• **Extract to read**
--- Start ---

Lee:  I still have the same opinion as I did in my article for the spring 2021 issue of Changbi (“Whither US-China Strategic Competition?”). These days, the confrontation will not be ideological and military, like during the US-USSR Cold War era, but instead a long-term, low-intensity, complex competition in various arenas, including economy and technology. There is of course the possibility of military clashes, but it is more likely that other elements, such as social resilience and technology, play a more important role in competition. In Korea, many people think that China will be quickly defeated in this competition, due to its many social limitations; but in fact China has considerable power to endure long-term competition. Recently, Professor Graham Allison at Harvard also emphasized that growth would continue in China for a while (“The Inconvenient Truth About U.S. Growth,” Barron’s, April 23, 2023). What is required of us is to assess this situation in a balanced way. If we ally ourselves with the US only, it will likely put us in a very dangerous situation.


Han:  China’s power has been growing not only in Asia but also in the Middle East, Africa, and Latin America. Recently, Saudi Arabia and Iran achieved the normalization of their diplomatic relations through China’s mediation. While we are undergoing the Ukraine War, China has emerged as a powerful country, threatening the US in international relations by greatly increasing its areas of economic cooperation and the system of payment by the yuan. In this situation, it looks extremely dangerous that the Yoon administration subserviently follows the US, while treating the US-Japan-ROK alliance as a fait accompli. Despite this danger, too few of our media criticize it, and the same is true of our politicians.


Lee:  While the competition between the US and China persists, its phases will continue to fluctuate. Sometimes, the US, and other times, China will look more influential. Accordingly, we should not assume that one of them will control the world order. We need to create a space in which we can move independently and autonomously. It is also important for Korea to support its goals and orientation with its power.


The Road of Grand Transformation


Kim: To us at Changbi, the phrase “grand transformation” has been an important keyword for a while now. The impeachment of President Park Geun-hye through the Candlelight Revolution that began in late 2016 was literally a grand breakthrough. Various yearnings and desires of the citizens for such a grand transformation have erupted. However, since the launching of the Yoon administration, our tasks for this transformation seem to have become more complex and difficult. Please tell us how you assess the current situation and how you think we should walk the road of a grand transformation.

--- End ---

• **Given instruction**
In the discussion excerpt above, which two countries normalized their diplomatic relations through China's mediation?

• **Collected material**

--- Start ---

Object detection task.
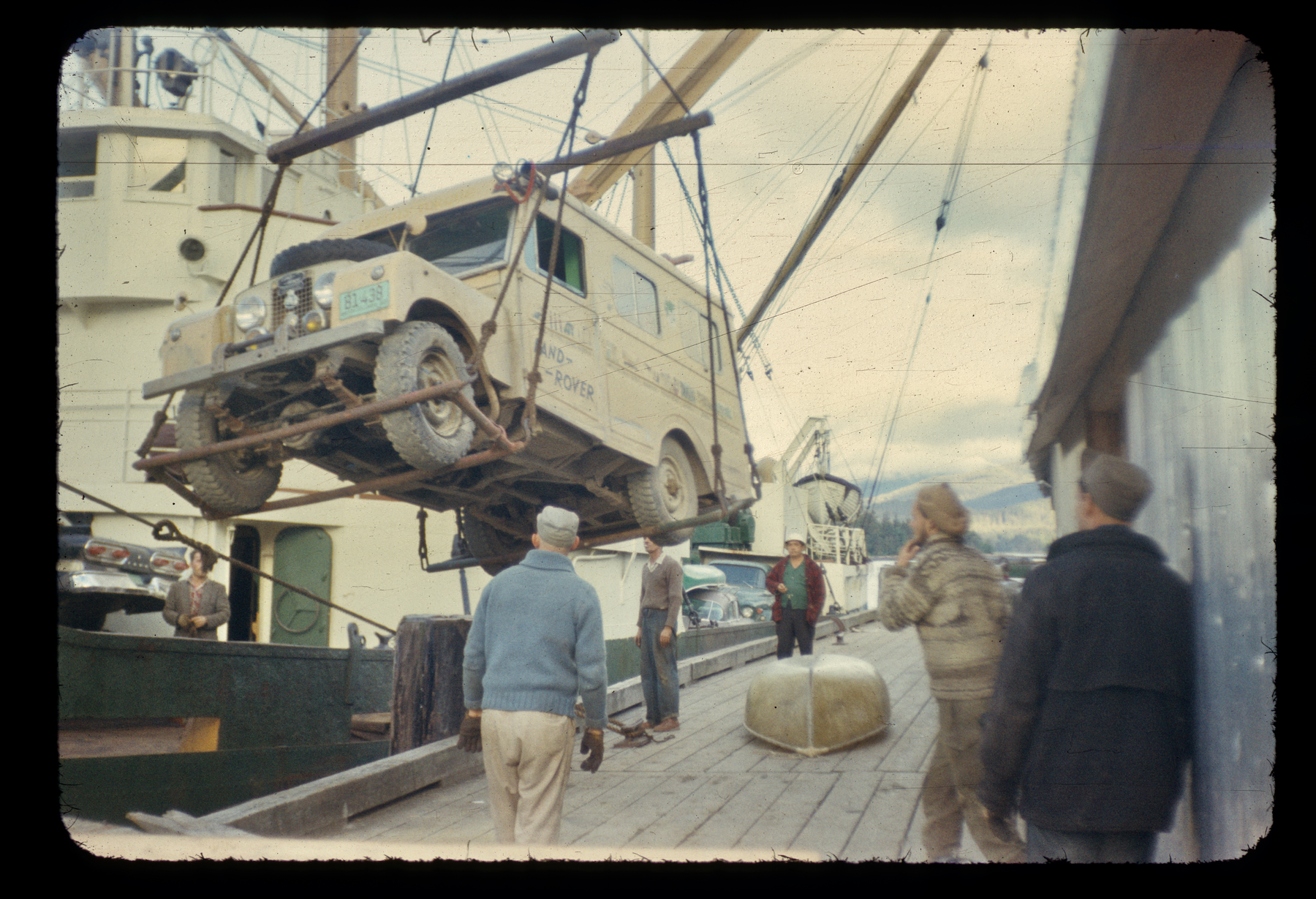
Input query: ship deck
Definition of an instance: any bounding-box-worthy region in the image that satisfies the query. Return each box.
[301,621,984,861]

--- End ---

• **Response for this exercise**
Saudi Arabia and Iran